- AIM OF THE EXERCISE
The lines to print are the one containing "Where can the silhouetted skyline" and every line after it through the end of the entries below. Print them exactly and nothing else.

....................

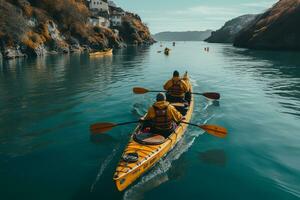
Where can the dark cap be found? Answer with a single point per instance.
(160, 97)
(176, 73)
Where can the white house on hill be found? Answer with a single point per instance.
(116, 19)
(100, 5)
(99, 21)
(112, 4)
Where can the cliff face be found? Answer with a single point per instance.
(276, 29)
(35, 27)
(133, 31)
(183, 36)
(230, 30)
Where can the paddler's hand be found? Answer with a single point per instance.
(142, 119)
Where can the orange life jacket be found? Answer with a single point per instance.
(175, 89)
(162, 120)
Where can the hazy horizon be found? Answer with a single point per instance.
(193, 15)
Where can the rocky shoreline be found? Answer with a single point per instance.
(30, 28)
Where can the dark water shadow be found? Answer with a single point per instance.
(279, 71)
(178, 169)
(215, 157)
(102, 139)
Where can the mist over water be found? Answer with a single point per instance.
(47, 105)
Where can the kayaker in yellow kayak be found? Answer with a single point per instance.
(162, 116)
(188, 94)
(176, 88)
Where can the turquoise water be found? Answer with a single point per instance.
(47, 105)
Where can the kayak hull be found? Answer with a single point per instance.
(148, 155)
(101, 53)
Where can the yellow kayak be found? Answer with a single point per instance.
(107, 52)
(145, 150)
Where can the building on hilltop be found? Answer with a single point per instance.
(111, 4)
(99, 5)
(116, 16)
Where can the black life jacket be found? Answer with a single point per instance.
(162, 120)
(175, 89)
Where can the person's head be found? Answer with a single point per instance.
(160, 97)
(175, 73)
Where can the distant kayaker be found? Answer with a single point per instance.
(162, 116)
(188, 94)
(176, 88)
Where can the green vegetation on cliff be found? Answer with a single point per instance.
(33, 27)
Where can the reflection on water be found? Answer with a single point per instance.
(101, 139)
(35, 90)
(280, 71)
(214, 157)
(47, 105)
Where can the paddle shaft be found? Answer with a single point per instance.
(166, 91)
(125, 123)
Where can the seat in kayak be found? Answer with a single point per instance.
(149, 138)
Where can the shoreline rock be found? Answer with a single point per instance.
(276, 29)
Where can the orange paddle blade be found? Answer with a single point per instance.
(101, 127)
(139, 90)
(217, 131)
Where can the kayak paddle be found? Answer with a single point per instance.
(210, 95)
(214, 130)
(106, 126)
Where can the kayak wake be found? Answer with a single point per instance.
(103, 167)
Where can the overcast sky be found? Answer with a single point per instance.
(183, 15)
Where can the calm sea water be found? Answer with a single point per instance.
(47, 105)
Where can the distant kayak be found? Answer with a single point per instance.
(167, 51)
(107, 52)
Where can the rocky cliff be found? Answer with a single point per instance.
(277, 29)
(229, 31)
(36, 27)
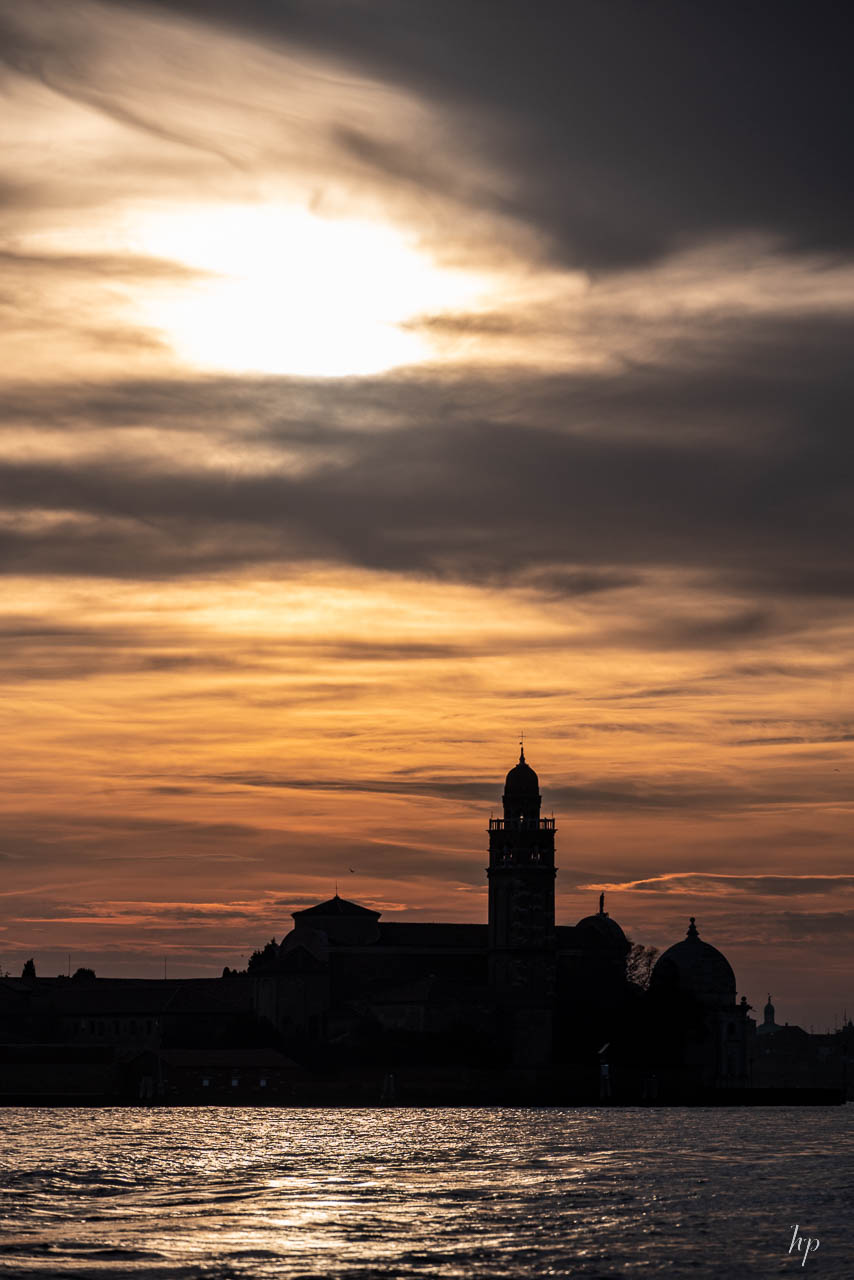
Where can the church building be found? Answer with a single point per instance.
(516, 982)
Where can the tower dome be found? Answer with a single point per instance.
(694, 968)
(521, 781)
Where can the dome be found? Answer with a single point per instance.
(521, 780)
(603, 929)
(694, 968)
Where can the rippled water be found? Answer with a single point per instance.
(430, 1193)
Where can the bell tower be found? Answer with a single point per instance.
(521, 913)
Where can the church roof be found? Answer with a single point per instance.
(602, 928)
(336, 906)
(427, 936)
(695, 968)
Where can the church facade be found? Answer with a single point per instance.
(529, 991)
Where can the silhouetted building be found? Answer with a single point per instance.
(768, 1027)
(702, 1036)
(352, 997)
(519, 990)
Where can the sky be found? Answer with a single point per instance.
(380, 380)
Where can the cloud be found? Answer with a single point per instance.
(702, 883)
(617, 132)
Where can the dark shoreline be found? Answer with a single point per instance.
(709, 1100)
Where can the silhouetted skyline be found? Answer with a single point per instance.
(379, 380)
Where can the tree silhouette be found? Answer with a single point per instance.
(639, 964)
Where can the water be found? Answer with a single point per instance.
(437, 1193)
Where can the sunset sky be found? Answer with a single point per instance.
(380, 379)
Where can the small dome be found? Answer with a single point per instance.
(603, 929)
(521, 780)
(694, 968)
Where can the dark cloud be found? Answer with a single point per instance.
(566, 485)
(713, 883)
(621, 131)
(621, 796)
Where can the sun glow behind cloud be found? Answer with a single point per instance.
(288, 292)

....................

- YOUR SOLUTION
Where can the silhouetted skyline be found? Answer with a single point per instance.
(379, 380)
Where can the tree silhouette be found? Answer with a single point per instance.
(639, 964)
Where can the water be found? Answer with a single point per instance.
(437, 1193)
Where can the sunset sky be found? Answer with a single point per instance.
(380, 379)
Where can the small dome be found? Answer with a single point per instance.
(603, 929)
(521, 780)
(694, 968)
Where can the dark cloud be found? Answer with a single point per instance.
(566, 485)
(713, 883)
(621, 131)
(621, 796)
Where can the sun glow behind cloud be found? Answer with a single point per instance.
(288, 292)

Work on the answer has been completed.